**AUSGANGSTEXT**:
▽

Der freie Wille im Strafrecht

Wie nahe strafrechtliche Urteile bei Jahrhunderte alten Problemstellungen in der Philosophie bewegen, erkennt man immer dann, wenn sich Richter mit der Frage der strafrechtlichen Verantwortlichkeit für eigenes Tun oder Unterlassen befassen müssen. In einem neuen Urteil des Bundesgerichts (BGer 6B_90/2015 vom 23.07.2015) stellte sich die Frage im Zusammenhang mit strafbaren Vorbereitungshandlungen zu einer Straftat, die dann nicht durchgeführt wurde (Art. 260bis Abs. 2 StGB).

Im fraglichen Fall war für das Bundesgericht erstellt, dass der Beschwerdeführer nicht von sich aus zur besseren Einsicht gelangte, die Tat nicht auszuführen. Der Beschwerdeführer hatte mit einer in BGE 132 IV 127 publizierten Praxisänderung argumentiert, wonach Art. 260bis Abs. 2 StGB zur Anwendung kommt, sobald der Täter aus eigenem Antrieb von seinem Deliktsplan Abstand nimmt, unabhängig vom Vorbereitungsstadium, aber vor Beginn der Ausführung der beabsichtigten strafbaren Handlung. Genau dies hat das Bundesgericht im oben zitierten neuen Entscheid verneint:

Dass der Raub nicht ausgeführt wurde, ist darauf zurückzuführen, dass Y. aufgrund der im Zusammenhang mit Drogenvergehen erfolgten Verhaftungswelle im Umfeld des Beschwerdeführers nicht mehr dazu bereit war, was aus den abgehörten Telefongesprächen klar hervorgeht. Y. wäre bei der Ausführung der geplanten Tat der wichtigste Täter gewesen. Der Beschwerdeführer war allein nicht in der Lage, den Raub zu verüben. Es war somit nicht ein inneres, auf eine Risikoeinschätzung bezogenes Motiv, das ihn dazu bewog, den Raub nicht auszuführen. Vielmehr handelte es sich dabei um einen vom Willen des Beschwerdeführers losgelösten äusseren Umstand, nämlich das Ausscheiden von Y. Der Beschwerdeführer entschied sich gezwungen durch äussere Gegebenheiten zur Aufgabe des Raubplanes und gelangte demnach nicht von sich aus zu einer besseren Einsicht (E. 1.5, Hervorhebungen durch mich).

△

Gespeicherte Einträge:
▽

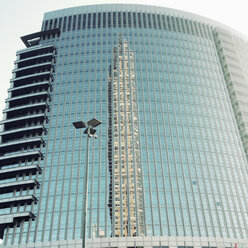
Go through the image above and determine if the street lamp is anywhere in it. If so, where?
[72,118,102,248]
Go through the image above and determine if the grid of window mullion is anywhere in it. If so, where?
[118,12,122,28]
[142,13,147,28]
[44,20,48,30]
[97,13,102,28]
[95,28,105,237]
[177,30,206,236]
[157,31,174,236]
[53,18,58,28]
[129,25,144,236]
[151,14,157,29]
[122,12,128,28]
[138,12,143,28]
[58,17,62,29]
[160,32,178,236]
[149,28,168,236]
[55,42,72,239]
[136,27,153,236]
[131,12,138,28]
[63,16,67,32]
[187,37,220,235]
[49,19,53,29]
[77,14,82,30]
[202,69,234,236]
[156,14,162,30]
[168,33,185,236]
[171,31,192,236]
[212,38,248,236]
[132,26,147,236]
[202,37,234,236]
[72,15,77,30]
[92,13,97,28]
[122,31,131,236]
[141,30,160,235]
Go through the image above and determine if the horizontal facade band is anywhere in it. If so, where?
[16,44,55,59]
[8,81,52,92]
[0,179,40,194]
[5,91,50,102]
[14,52,54,68]
[0,113,47,124]
[0,137,45,153]
[0,195,38,209]
[0,125,46,137]
[0,164,42,180]
[12,61,52,74]
[3,102,49,113]
[0,212,35,225]
[10,71,52,83]
[0,150,43,167]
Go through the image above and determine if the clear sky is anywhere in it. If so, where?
[0,0,248,119]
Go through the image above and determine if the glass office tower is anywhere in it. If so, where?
[0,4,248,248]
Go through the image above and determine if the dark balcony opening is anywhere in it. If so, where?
[18,53,53,69]
[2,129,43,144]
[2,125,47,143]
[20,46,54,59]
[16,63,52,78]
[12,71,51,88]
[0,225,4,240]
[0,140,44,156]
[9,95,47,109]
[7,103,47,120]
[12,83,50,97]
[4,114,47,131]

△

**FRAGEN**:
A: Zitieren Sie aus dem Ausgangstext zum freien Willen im Strafrecht die Passage, die mit „Wie nahe strafrechtliche“ beginnt und mit „Abs. 2 StGB).“ endet.
B: Übersetzen Sie den Satz „Der Beschwerdeführer war allein nicht in der Lage, den Raub zu verüben.“ aus dem Ausgangstext ins Englische.
Die Datensätze stehen in keinem Zusammenhang mit dem Ausgangstext.

**ANTWORTEN**:
A:
Wie nahe strafrechtliche Urteile bei Jahrhunderte alten Problemstellungen in der Philosophie bewegen, erkennt man immer dann, wenn sich Richter mit der Frage der strafrechtlichen Verantwortlichkeit für eigenes Tun oder Unterlassen befassen müssen. In einem neuen Urteil des Bundesgerichts (BGer 6B_90/2015 vom 23.07.2015) stellte sich die Frage im Zusammenhang mit strafbaren Vorbereitungshandlungen zu einer Straftat, die dann nicht durchgeführt wurde (Art. 260bis Abs. 2 StGB).

B: The appellant was not able to commit the robbery alone.